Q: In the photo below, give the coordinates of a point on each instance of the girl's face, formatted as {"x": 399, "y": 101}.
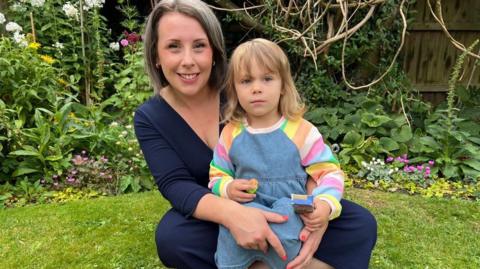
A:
{"x": 258, "y": 90}
{"x": 184, "y": 53}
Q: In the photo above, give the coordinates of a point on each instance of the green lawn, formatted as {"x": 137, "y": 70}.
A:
{"x": 117, "y": 232}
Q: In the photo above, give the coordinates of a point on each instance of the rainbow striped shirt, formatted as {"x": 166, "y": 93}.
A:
{"x": 314, "y": 155}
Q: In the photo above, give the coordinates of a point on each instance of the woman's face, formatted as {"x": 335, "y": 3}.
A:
{"x": 184, "y": 53}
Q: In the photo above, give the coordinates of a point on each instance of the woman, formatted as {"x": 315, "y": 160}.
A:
{"x": 177, "y": 130}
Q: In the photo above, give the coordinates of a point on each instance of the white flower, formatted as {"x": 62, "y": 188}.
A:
{"x": 37, "y": 3}
{"x": 115, "y": 46}
{"x": 18, "y": 7}
{"x": 89, "y": 4}
{"x": 20, "y": 39}
{"x": 70, "y": 10}
{"x": 13, "y": 27}
{"x": 58, "y": 45}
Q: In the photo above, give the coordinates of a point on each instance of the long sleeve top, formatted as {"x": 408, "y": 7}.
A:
{"x": 178, "y": 159}
{"x": 299, "y": 138}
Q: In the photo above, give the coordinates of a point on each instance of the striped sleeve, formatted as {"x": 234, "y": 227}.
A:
{"x": 221, "y": 168}
{"x": 322, "y": 166}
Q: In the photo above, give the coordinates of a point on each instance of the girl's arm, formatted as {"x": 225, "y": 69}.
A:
{"x": 324, "y": 168}
{"x": 248, "y": 225}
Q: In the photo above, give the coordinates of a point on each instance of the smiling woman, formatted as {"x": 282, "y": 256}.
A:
{"x": 178, "y": 129}
{"x": 184, "y": 54}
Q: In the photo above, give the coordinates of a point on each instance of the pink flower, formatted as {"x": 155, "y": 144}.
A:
{"x": 78, "y": 160}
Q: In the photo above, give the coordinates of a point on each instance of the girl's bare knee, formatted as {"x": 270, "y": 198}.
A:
{"x": 317, "y": 264}
{"x": 259, "y": 265}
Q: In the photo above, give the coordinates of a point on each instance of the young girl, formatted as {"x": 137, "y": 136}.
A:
{"x": 267, "y": 139}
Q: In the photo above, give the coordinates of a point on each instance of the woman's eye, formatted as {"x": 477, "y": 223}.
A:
{"x": 199, "y": 46}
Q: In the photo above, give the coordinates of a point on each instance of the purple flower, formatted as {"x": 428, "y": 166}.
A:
{"x": 78, "y": 160}
{"x": 124, "y": 42}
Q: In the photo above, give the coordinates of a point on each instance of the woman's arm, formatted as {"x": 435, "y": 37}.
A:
{"x": 173, "y": 179}
{"x": 249, "y": 226}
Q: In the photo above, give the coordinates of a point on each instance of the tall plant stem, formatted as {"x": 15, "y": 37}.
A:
{"x": 86, "y": 67}
{"x": 33, "y": 27}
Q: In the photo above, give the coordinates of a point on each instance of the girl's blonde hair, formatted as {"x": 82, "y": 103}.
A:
{"x": 270, "y": 56}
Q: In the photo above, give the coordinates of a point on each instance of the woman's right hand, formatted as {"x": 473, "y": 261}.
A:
{"x": 249, "y": 226}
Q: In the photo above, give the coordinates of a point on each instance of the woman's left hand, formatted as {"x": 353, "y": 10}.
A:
{"x": 309, "y": 248}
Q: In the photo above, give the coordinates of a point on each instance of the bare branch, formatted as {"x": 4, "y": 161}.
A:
{"x": 439, "y": 19}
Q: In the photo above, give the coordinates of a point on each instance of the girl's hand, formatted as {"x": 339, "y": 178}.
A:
{"x": 317, "y": 219}
{"x": 250, "y": 228}
{"x": 309, "y": 248}
{"x": 237, "y": 190}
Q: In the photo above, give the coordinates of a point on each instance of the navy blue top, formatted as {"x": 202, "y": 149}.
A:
{"x": 178, "y": 159}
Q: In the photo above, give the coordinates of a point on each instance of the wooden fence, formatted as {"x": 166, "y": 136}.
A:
{"x": 429, "y": 56}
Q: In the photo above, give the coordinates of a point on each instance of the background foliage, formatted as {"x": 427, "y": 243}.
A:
{"x": 57, "y": 145}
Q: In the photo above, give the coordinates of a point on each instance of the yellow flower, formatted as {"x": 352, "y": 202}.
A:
{"x": 34, "y": 45}
{"x": 47, "y": 59}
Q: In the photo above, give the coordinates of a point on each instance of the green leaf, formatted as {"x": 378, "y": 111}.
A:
{"x": 24, "y": 153}
{"x": 473, "y": 163}
{"x": 352, "y": 139}
{"x": 402, "y": 136}
{"x": 54, "y": 158}
{"x": 388, "y": 144}
{"x": 428, "y": 141}
{"x": 23, "y": 171}
{"x": 125, "y": 182}
{"x": 467, "y": 171}
{"x": 373, "y": 120}
{"x": 450, "y": 171}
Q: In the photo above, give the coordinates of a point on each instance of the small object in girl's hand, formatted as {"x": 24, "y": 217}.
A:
{"x": 302, "y": 203}
{"x": 254, "y": 189}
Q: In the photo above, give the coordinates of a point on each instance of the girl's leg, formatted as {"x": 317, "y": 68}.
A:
{"x": 349, "y": 239}
{"x": 316, "y": 264}
{"x": 186, "y": 243}
{"x": 259, "y": 265}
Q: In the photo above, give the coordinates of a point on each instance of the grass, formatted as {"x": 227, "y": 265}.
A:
{"x": 117, "y": 232}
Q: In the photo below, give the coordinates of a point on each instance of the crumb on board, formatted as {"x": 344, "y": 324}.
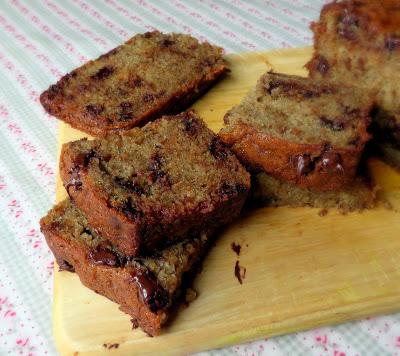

++++++

■ Task statement
Reproduce every entry above verbatim, omitting the pictures.

■ Result
Q: In the photo below, give the coordinates of a point on each instance of the girl's face, formatted as {"x": 399, "y": 101}.
A:
{"x": 258, "y": 90}
{"x": 184, "y": 53}
Q: In the photo above, give the coordinates of a point on each instance of the green lawn, formatted as {"x": 137, "y": 70}.
A:
{"x": 117, "y": 232}
Q: In the photo above, give the coordinates of a point on each instance of the rainbow striped shirt, formatted as {"x": 166, "y": 93}.
A:
{"x": 314, "y": 155}
Q: In the photo above, give the coordinates of a point on each instance of the woman's face, formatted as {"x": 335, "y": 3}.
A:
{"x": 184, "y": 53}
Q: In the photo above, give the coordinates of a point on each instance of the woman, formatted as {"x": 315, "y": 160}.
A:
{"x": 177, "y": 130}
Q: In the photo above, give the coordinates of a point on each instance of the white flower, formatted as {"x": 62, "y": 188}.
A:
{"x": 37, "y": 3}
{"x": 115, "y": 46}
{"x": 18, "y": 7}
{"x": 89, "y": 4}
{"x": 20, "y": 39}
{"x": 70, "y": 10}
{"x": 13, "y": 27}
{"x": 58, "y": 45}
Q: In the photo above, give the coordinates of a point on each instance of the long sleeve top, formatted as {"x": 408, "y": 7}.
A:
{"x": 178, "y": 159}
{"x": 299, "y": 138}
Q: In the photo above, give the coordinates of a point on each instance of the striped sleeve, formatted as {"x": 234, "y": 227}.
A:
{"x": 221, "y": 168}
{"x": 322, "y": 166}
Q: In the photo above, give the coordinates of a point on each instance of the girl's arm, formatted as {"x": 225, "y": 69}.
A:
{"x": 324, "y": 168}
{"x": 248, "y": 225}
Q: In the photo above, give the coordinates of a point on each instance of the smiling woman, formatted as {"x": 282, "y": 256}.
A:
{"x": 178, "y": 129}
{"x": 184, "y": 54}
Q: In the photo above, give the coordinates of a point on each instance of the pink flower, formatted as {"x": 155, "y": 144}.
A:
{"x": 78, "y": 160}
Q: In the photo above, give the coordinates of a point on each instance of the girl's bare knee, formatted as {"x": 270, "y": 198}.
A:
{"x": 317, "y": 264}
{"x": 259, "y": 265}
Q: In the photo above, give the coordinates of a point on each instance of the young girl, formatted as {"x": 137, "y": 136}.
A:
{"x": 267, "y": 139}
Q: In the photo above, give the coordinates of a point on each instance of the woman's eye, formatted as {"x": 477, "y": 223}.
A:
{"x": 199, "y": 46}
Q: In the photo above, give the coordinates of a point on each instance of the purple flower, formatted as {"x": 428, "y": 166}.
A:
{"x": 78, "y": 160}
{"x": 124, "y": 42}
Q: In the photo above, give the coordinates of a point on each instance of the woman's arm, formatted as {"x": 435, "y": 37}.
A:
{"x": 173, "y": 179}
{"x": 249, "y": 226}
Q: In the photo above, give the coordinates of a point on each instance of the tall plant stem, formatted as {"x": 15, "y": 37}.
A:
{"x": 86, "y": 67}
{"x": 33, "y": 27}
Q: In the photo above, give the coordinates of a point on each instance of the girl's blonde hair, formatted as {"x": 82, "y": 103}.
A:
{"x": 270, "y": 56}
Q: In the photo above, give the coordinates of a point on each instance of the woman's right hand, formatted as {"x": 473, "y": 261}.
A:
{"x": 249, "y": 226}
Q: In the photo above, give the coordinates of a point on each instance of the woman's left hand, formatted as {"x": 353, "y": 10}.
A:
{"x": 309, "y": 248}
Q: In the photo above, give the coordinates of a point on each instance of the bare branch, formatted as {"x": 4, "y": 161}.
A:
{"x": 439, "y": 19}
Q: In the photo above, give the coordinates of a point on each instance of the girl's hand, formatted as {"x": 339, "y": 178}.
A:
{"x": 317, "y": 219}
{"x": 250, "y": 228}
{"x": 309, "y": 248}
{"x": 237, "y": 190}
Q: In the photo above, give the coordinates of a point on each instance of the navy blue top, formatted as {"x": 202, "y": 149}.
A:
{"x": 178, "y": 159}
Q: In the photo above, give the coordinates of a point on each instance of the wooden fence, formatted as {"x": 166, "y": 136}.
A:
{"x": 429, "y": 56}
Q: In the photo above, give the coordinates of a point on each instance of the background foliage, formatted as {"x": 427, "y": 243}.
A:
{"x": 57, "y": 145}
Q: In the photo above, give the coordinates of a point on each instance of the yellow flower, formatted as {"x": 352, "y": 202}.
A:
{"x": 34, "y": 45}
{"x": 47, "y": 59}
Q: In the photo above, give the coordinates of a point on each instance of the green leaf, formatted as {"x": 378, "y": 111}.
A:
{"x": 24, "y": 153}
{"x": 473, "y": 163}
{"x": 352, "y": 139}
{"x": 402, "y": 136}
{"x": 54, "y": 158}
{"x": 388, "y": 144}
{"x": 428, "y": 141}
{"x": 23, "y": 171}
{"x": 125, "y": 182}
{"x": 467, "y": 171}
{"x": 373, "y": 120}
{"x": 450, "y": 171}
Q: In the photo above, give the coordinates of a point on each instance of the small object in girl's hand, formatted as {"x": 24, "y": 217}.
A:
{"x": 302, "y": 203}
{"x": 254, "y": 189}
Q: In the photo above, give the coordinates of a point on each instance of the girl's leg, formatted as {"x": 317, "y": 68}.
A:
{"x": 349, "y": 239}
{"x": 316, "y": 264}
{"x": 186, "y": 243}
{"x": 259, "y": 265}
Q: In the photo above, give the coordinates of a point on each instance of the grass, formatted as {"x": 227, "y": 265}.
A:
{"x": 117, "y": 232}
Q: In the photo below, give the coordinates of a point on each instance of the crumb on board, formatted as {"x": 344, "y": 324}.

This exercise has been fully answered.